Under Kyowa’s current structure, which will remain in place until the start of next year, a combined pharmacovigilance and quality assurance division reports directly to Miyamoto.
This division sits above five subunits. One of the subunits handles quality assurance and another is focused on pharmacovigilance and quality assurance planning.
A regulatory audit subunit also serves the quality side of the operation. The remaining two subunits are focused on pharmacovigilance.
Starting next year, Kyowa will split the pharmacovigilance and quality assurance division into two standalone groups, both of which will have a direct line to the CEO.
The quality division will house two subunits focused on quality assurance and regulatory audits. Kyowa will divide the pharmacovigilance division up into subunits focused on business management, operations and medical matters.
In a statement to disclose the changes, Kyowa framed the reorganization as a way to clarify the roles and responsibilities of the quality assurance and pharmacovigilance functions.
The Japanese drugmaker also said the changes will enable it to set up and run a quality management system that supports the maintenance and improvement of product quality globally.

WORK INSTRUCTIONS
Please print the passage on Kyowa's division restructuring again word for word. Leave the lines after this text alone; they are not part of the work.

DATA SECTION

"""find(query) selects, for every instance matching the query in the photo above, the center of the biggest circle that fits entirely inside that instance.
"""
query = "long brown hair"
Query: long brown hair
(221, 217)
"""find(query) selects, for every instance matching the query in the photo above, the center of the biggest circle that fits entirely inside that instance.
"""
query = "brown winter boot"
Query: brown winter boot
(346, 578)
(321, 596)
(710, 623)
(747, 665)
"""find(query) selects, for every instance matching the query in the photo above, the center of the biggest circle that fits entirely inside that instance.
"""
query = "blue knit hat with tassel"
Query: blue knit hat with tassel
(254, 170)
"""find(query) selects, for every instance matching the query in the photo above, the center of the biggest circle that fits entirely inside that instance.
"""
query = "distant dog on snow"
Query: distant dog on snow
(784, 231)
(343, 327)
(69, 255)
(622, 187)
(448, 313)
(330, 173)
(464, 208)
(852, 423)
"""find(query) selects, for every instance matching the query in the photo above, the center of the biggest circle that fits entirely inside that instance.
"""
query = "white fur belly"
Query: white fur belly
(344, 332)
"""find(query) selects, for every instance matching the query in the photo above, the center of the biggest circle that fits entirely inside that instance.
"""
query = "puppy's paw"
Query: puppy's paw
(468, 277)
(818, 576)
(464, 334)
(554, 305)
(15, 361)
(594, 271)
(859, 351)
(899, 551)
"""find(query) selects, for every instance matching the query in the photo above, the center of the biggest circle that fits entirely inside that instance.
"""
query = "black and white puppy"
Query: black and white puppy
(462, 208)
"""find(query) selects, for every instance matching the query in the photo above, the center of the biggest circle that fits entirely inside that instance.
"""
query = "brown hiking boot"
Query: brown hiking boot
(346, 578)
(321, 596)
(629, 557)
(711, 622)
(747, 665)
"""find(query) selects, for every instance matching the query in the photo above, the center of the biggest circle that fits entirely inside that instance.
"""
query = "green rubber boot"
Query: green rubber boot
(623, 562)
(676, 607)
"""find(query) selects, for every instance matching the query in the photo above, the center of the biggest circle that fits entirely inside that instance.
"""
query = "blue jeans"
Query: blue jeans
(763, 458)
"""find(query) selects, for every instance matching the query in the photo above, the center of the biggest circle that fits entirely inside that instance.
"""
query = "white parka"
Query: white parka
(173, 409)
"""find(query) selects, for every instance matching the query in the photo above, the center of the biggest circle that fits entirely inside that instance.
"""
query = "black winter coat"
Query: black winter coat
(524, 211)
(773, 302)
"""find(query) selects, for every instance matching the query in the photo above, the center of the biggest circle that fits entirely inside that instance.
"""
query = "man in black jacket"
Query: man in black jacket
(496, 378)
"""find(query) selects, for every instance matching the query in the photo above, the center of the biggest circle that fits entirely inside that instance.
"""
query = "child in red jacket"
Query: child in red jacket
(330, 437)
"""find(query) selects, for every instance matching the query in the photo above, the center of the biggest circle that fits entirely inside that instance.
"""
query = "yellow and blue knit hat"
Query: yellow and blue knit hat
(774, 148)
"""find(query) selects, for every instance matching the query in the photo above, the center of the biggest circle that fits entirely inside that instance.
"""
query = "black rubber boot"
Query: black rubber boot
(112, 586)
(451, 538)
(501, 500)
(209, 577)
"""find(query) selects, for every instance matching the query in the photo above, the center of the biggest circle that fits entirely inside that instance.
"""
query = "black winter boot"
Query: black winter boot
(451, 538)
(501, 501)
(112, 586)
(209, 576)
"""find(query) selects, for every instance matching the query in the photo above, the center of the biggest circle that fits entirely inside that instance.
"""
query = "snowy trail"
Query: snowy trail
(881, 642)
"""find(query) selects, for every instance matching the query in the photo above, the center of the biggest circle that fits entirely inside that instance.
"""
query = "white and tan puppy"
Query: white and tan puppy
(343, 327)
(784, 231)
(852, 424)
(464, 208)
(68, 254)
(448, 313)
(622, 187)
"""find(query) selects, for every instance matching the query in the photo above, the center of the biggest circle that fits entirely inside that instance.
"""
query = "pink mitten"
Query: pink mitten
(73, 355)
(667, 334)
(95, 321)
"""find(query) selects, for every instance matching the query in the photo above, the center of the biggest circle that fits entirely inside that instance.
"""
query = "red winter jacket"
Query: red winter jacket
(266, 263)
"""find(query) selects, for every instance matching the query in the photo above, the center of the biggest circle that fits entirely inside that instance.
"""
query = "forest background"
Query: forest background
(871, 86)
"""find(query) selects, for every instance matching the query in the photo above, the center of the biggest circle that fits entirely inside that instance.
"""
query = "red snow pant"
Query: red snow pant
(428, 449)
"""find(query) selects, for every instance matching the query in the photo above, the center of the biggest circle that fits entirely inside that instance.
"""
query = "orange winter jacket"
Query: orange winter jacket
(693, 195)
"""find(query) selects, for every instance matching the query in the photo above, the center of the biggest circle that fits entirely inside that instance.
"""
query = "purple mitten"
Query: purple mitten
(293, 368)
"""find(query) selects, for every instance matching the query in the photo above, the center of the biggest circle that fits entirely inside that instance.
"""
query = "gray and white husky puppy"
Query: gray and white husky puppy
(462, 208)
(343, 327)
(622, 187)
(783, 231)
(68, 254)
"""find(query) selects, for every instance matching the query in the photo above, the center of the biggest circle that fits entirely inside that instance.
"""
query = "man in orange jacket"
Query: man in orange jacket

* * *

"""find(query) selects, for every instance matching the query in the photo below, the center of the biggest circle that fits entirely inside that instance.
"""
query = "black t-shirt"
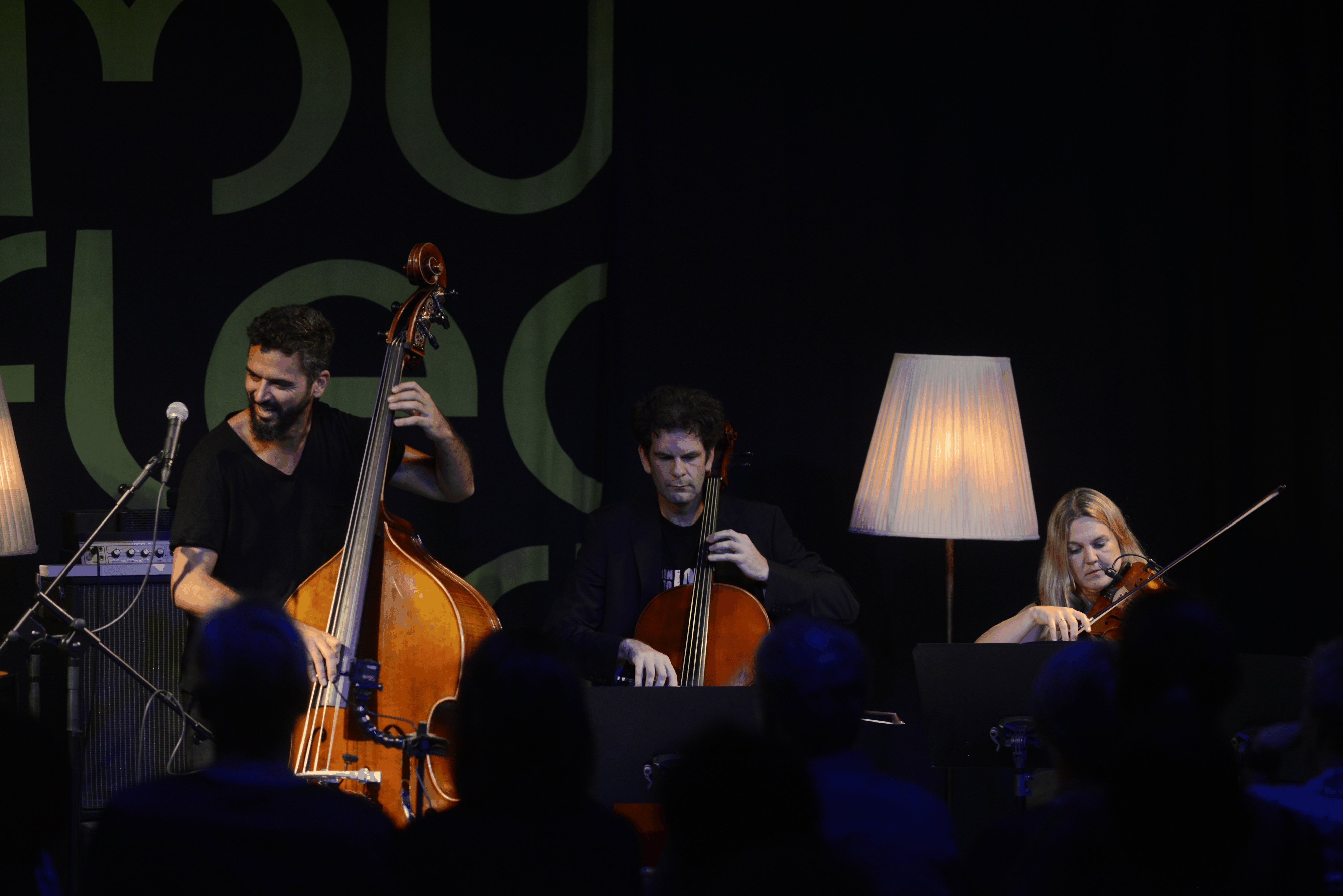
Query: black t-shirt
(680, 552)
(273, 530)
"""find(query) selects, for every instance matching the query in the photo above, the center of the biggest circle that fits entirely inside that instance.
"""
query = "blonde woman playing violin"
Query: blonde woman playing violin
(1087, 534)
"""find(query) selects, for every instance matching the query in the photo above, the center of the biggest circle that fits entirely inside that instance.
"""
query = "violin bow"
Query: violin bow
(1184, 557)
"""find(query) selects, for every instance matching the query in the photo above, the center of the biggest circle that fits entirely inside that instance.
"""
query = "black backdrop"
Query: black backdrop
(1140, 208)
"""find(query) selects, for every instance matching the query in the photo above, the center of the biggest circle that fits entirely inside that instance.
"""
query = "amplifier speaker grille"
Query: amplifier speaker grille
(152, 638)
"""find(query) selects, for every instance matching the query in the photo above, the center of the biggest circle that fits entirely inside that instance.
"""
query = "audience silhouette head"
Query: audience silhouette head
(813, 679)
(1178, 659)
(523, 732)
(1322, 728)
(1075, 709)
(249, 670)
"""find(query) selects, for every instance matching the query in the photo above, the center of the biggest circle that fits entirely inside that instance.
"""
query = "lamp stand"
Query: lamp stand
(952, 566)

RESULT FOR THIS EXERCISE
Under Kyowa’s current structure, which will remain in place until the start of next year, a combined pharmacovigilance and quality assurance division reports directly to Miyamoto.
This division sits above five subunits. One of the subunits handles quality assurance and another is focused on pharmacovigilance and quality assurance planning.
A regulatory audit subunit also serves the quality side of the operation. The remaining two subunits are focused on pharmacovigilance.
Starting next year, Kyowa will split the pharmacovigilance and quality assurance division into two standalone groups, both of which will have a direct line to the CEO.
The quality division will house two subunits focused on quality assurance and regulatory audits. Kyowa will divide the pharmacovigilance division up into subunits focused on business management, operations and medical matters.
In a statement to disclose the changes, Kyowa framed the reorganization as a way to clarify the roles and responsibilities of the quality assurance and pharmacovigilance functions.
The Japanese drugmaker also said the changes will enable it to set up and run a quality management system that supports the maintenance and improvement of product quality globally.